| YOUR OBJECTIVE |
Each line in the entries below that holds the string "painted" is to be listed.
*** MATERIAL PROVIDED Section Begins ***
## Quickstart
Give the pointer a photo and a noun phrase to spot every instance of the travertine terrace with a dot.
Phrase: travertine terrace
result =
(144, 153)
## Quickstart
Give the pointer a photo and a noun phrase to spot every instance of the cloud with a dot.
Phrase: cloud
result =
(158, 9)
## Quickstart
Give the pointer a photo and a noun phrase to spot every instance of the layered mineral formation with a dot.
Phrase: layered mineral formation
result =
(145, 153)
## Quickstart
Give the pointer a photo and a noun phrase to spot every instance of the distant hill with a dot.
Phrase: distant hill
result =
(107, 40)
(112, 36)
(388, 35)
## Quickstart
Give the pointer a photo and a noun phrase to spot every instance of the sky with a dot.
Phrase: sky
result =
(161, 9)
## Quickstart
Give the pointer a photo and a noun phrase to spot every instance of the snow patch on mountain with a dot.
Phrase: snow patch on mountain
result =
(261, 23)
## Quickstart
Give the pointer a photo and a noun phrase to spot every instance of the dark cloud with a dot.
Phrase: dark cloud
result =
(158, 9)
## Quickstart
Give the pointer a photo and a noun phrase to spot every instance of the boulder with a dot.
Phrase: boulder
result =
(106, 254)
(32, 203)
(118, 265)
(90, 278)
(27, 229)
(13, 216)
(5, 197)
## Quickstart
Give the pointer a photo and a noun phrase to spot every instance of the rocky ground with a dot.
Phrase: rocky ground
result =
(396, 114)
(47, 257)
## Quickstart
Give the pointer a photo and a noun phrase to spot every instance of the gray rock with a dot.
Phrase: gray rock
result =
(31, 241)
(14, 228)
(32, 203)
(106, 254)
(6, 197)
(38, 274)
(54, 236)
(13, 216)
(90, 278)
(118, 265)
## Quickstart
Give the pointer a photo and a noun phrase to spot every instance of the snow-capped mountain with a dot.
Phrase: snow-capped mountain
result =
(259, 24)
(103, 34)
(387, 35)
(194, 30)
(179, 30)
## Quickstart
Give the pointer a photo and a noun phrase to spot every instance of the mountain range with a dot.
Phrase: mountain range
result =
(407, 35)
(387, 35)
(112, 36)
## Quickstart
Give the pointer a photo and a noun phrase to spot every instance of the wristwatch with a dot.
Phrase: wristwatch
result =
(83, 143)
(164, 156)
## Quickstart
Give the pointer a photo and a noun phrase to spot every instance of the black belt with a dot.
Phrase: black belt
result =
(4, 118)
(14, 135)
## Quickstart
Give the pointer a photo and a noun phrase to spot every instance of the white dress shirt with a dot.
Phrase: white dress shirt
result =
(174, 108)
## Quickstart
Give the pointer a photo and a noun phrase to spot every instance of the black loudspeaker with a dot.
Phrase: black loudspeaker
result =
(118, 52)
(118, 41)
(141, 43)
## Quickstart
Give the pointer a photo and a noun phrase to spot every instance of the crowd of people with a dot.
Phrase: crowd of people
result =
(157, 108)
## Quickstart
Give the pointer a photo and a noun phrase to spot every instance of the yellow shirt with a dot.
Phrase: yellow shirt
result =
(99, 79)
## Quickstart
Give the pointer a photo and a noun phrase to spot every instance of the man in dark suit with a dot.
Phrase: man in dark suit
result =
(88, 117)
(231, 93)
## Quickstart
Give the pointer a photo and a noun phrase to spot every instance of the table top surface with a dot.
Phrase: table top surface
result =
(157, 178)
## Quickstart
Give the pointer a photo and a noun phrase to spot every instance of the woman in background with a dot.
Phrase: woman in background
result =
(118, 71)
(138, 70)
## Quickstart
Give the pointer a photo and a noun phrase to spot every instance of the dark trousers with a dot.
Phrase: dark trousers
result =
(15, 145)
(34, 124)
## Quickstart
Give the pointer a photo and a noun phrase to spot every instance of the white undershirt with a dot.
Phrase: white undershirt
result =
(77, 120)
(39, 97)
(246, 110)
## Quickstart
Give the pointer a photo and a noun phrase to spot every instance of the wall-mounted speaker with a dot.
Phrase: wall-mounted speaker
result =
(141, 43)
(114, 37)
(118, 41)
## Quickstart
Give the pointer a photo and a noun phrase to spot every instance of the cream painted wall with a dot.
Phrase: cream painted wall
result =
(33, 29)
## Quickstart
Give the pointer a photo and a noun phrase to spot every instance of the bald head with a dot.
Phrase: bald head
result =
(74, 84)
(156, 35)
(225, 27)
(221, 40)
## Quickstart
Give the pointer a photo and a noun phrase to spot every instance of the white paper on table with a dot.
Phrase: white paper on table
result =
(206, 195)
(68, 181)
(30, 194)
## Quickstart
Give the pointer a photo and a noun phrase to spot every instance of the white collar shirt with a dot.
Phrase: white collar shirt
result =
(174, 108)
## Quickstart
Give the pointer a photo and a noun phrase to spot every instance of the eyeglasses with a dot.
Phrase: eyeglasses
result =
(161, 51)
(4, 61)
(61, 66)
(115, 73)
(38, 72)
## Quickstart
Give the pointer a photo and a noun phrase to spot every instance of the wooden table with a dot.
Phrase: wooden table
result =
*** MATERIAL PROVIDED Section Ends ***
| WRITTEN SOLUTION |
Give the pointer a photo and a noun phrase to spot every instance of the cream painted wall with a dot.
Phrase: cream painted wall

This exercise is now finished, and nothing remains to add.